Which lines of the entries contain the string "exactly"? Please find them and copy them.

DATA EXTRACT Start Marker

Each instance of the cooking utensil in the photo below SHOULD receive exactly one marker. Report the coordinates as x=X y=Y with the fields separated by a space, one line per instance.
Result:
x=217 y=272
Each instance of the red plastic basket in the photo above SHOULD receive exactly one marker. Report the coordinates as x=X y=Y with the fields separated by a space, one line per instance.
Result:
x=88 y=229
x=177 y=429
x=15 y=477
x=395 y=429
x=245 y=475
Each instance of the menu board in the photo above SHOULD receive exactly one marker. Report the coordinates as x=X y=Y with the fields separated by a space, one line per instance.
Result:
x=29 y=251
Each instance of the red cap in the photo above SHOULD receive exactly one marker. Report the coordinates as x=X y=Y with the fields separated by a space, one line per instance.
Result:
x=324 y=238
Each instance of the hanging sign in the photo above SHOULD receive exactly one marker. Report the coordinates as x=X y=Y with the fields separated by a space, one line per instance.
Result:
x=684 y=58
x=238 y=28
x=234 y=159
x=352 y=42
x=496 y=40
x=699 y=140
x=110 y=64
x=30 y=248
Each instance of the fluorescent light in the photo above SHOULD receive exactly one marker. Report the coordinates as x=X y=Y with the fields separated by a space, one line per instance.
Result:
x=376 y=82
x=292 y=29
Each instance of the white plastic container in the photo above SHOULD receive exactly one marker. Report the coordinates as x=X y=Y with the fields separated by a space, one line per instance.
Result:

DATA EXTRACT End Marker

**TASK SOLUTION**
Each instance of the cooking utensil in the photo below SHOULD receive exactly one marker. Report the coordinates as x=X y=Y with the fields separated by a space, one line per instance.
Each instance of the red plastic basket in the photo above SHOULD receive exactly one marker. Report the coordinates as x=X y=Y with the fields separated by a space, one line per instance.
Each instance of the menu board in the photo above SHOULD receive exactly one marker. Report the coordinates as x=X y=Y with the fields separated by a space, one line per instance.
Each instance of the red cap in the photo above SHOULD receive exactly one marker. Report the coordinates as x=X y=Y with the fields separated by a space, one line per instance.
Each instance of the hanging sign in the photo above SHOULD receive exactly one marker. Report the coordinates as x=X y=Y with the fields separated by a space, one line per instance.
Each instance of the fluorescent light in the photo above SHOULD receive exactly one marker. Report the coordinates as x=X y=Y with the fields separated by a space, one line per instance.
Each instance of the white plastic container in the photo above SHOULD receive exactly one marker. Report the coordinates as x=X y=Y with the fields separated by a space, one line per instance.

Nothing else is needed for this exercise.